__What you should do__. The answer must be the data, repeated exactly.

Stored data
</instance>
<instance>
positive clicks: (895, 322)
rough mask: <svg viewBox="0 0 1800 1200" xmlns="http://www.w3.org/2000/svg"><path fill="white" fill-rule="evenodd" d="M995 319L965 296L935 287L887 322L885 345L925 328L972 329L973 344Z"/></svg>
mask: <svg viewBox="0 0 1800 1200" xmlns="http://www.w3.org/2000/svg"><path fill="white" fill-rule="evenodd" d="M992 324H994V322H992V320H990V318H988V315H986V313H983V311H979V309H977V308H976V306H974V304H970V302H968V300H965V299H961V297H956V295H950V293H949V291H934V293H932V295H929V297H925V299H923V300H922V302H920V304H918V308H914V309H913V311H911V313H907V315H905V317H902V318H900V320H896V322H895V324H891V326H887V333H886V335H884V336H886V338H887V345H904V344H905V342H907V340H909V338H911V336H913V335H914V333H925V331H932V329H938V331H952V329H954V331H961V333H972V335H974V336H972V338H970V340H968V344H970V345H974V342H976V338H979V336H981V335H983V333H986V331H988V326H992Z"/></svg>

__Answer to the problem__.
</instance>
<instance>
positive clicks: (895, 322)
rough mask: <svg viewBox="0 0 1800 1200" xmlns="http://www.w3.org/2000/svg"><path fill="white" fill-rule="evenodd" d="M995 319L965 296L935 287L887 322L885 345L925 328L972 329L973 344Z"/></svg>
mask: <svg viewBox="0 0 1800 1200" xmlns="http://www.w3.org/2000/svg"><path fill="white" fill-rule="evenodd" d="M992 324H994V322H992V320H990V318H988V315H986V313H983V311H979V309H977V308H976V306H974V304H970V302H968V300H965V299H961V297H956V295H950V293H949V291H934V293H932V295H929V297H925V299H923V300H922V302H920V304H918V308H914V309H913V311H911V313H907V315H905V317H902V318H900V320H896V322H895V324H891V326H887V333H886V335H884V336H886V338H887V345H904V344H905V342H907V340H909V338H911V336H913V335H914V333H925V331H932V329H938V331H952V329H954V331H961V333H972V335H974V336H972V338H970V340H968V344H970V345H974V342H976V338H979V336H981V335H983V333H986V331H988V326H992Z"/></svg>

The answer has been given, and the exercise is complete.